#### [Your task]
Repeat each entry in the data, exactly.

Natural language region descriptions

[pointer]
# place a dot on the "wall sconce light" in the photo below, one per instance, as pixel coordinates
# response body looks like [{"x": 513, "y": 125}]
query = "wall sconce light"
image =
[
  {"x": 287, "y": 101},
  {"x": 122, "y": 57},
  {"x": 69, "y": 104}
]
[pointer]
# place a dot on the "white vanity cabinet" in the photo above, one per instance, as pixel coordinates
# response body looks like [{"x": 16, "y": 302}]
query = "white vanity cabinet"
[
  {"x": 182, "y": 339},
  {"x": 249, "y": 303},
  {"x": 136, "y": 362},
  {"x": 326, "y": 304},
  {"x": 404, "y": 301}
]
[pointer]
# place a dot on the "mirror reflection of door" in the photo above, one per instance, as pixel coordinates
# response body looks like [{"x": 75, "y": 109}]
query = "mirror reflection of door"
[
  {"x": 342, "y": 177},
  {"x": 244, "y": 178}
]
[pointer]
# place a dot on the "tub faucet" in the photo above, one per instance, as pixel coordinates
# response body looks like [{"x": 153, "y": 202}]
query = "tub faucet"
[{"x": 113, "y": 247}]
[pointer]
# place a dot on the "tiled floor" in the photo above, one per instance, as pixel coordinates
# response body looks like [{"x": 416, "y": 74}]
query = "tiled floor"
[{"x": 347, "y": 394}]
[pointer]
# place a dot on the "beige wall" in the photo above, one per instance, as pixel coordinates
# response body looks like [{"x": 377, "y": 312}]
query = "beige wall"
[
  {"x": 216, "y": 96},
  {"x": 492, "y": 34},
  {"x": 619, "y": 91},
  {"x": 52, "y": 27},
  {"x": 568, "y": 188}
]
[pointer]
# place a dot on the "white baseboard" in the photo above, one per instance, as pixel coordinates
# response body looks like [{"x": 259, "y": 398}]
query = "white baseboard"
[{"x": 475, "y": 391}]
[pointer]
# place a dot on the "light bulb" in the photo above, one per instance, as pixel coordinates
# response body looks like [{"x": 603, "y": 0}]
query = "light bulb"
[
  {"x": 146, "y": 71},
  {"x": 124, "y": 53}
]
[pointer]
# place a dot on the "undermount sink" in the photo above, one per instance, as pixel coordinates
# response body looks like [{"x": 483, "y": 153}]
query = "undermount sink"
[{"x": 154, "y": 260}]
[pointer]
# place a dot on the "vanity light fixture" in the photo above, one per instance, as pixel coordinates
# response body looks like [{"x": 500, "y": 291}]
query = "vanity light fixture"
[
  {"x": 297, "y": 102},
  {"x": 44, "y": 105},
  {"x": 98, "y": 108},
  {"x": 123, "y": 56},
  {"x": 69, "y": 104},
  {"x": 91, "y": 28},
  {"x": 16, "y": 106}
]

#### [Written solution]
[pointer]
# place a dot on the "wall sconce light" in the photo below, one per instance, as pixel coordinates
# response body looks like [{"x": 513, "y": 125}]
query = "wall sconce light"
image =
[
  {"x": 287, "y": 101},
  {"x": 122, "y": 57},
  {"x": 69, "y": 104}
]
[pointer]
# place a dot on the "white vanity cabinet" in the photo above, one per instance, as pixel coordinates
# response body looks like [{"x": 16, "y": 302}]
query = "white vanity cabinet"
[
  {"x": 182, "y": 339},
  {"x": 249, "y": 303},
  {"x": 136, "y": 362},
  {"x": 326, "y": 304},
  {"x": 404, "y": 301}
]
[pointer]
# place a dot on the "mirror reflection of door" in the photo above, one per instance, as pixel coordinates
# response body looks like [{"x": 75, "y": 109}]
query = "mirror reflection of door"
[
  {"x": 342, "y": 177},
  {"x": 244, "y": 178}
]
[pointer]
# place a dot on the "tub faucet" in the photo above, one per instance, as pixel coordinates
# response body looks like [{"x": 153, "y": 202}]
query = "tub faucet"
[{"x": 113, "y": 247}]
[pointer]
# place a dot on the "tiled floor" in the photo above, one per instance, as pixel coordinates
# response body looks like [{"x": 416, "y": 74}]
query = "tiled floor"
[{"x": 347, "y": 394}]
[pointer]
# place a dot on the "beige wall" in the photo above, one per instance, as pixel coordinates
# response body looks like [{"x": 377, "y": 312}]
query = "beige wall"
[
  {"x": 216, "y": 96},
  {"x": 492, "y": 34},
  {"x": 619, "y": 91},
  {"x": 52, "y": 27},
  {"x": 568, "y": 188}
]
[pointer]
# place a dot on the "white baseboard" in the photo above, one per instance, as pixel coordinates
# response body looks like [{"x": 259, "y": 398}]
query = "white baseboard"
[{"x": 475, "y": 391}]
[pointer]
# place a dot on the "light bulb" in the photo above, one per instance, as pixel coordinates
# response body looks like [{"x": 603, "y": 0}]
query = "light bulb"
[
  {"x": 146, "y": 71},
  {"x": 124, "y": 53}
]
[pointer]
# place a dot on the "undermount sink" in the photo above, one per instance, as pixel coordinates
# response body looks like [{"x": 483, "y": 153}]
query = "undermount sink"
[{"x": 154, "y": 260}]
[pointer]
# place a dot on the "vanity light fixture" in the photo above, one per instance, as pixel coordinates
# response body looks like [{"x": 500, "y": 291}]
query = "vanity light fixture"
[
  {"x": 297, "y": 102},
  {"x": 44, "y": 105},
  {"x": 98, "y": 108},
  {"x": 123, "y": 56},
  {"x": 69, "y": 104},
  {"x": 91, "y": 28},
  {"x": 16, "y": 106}
]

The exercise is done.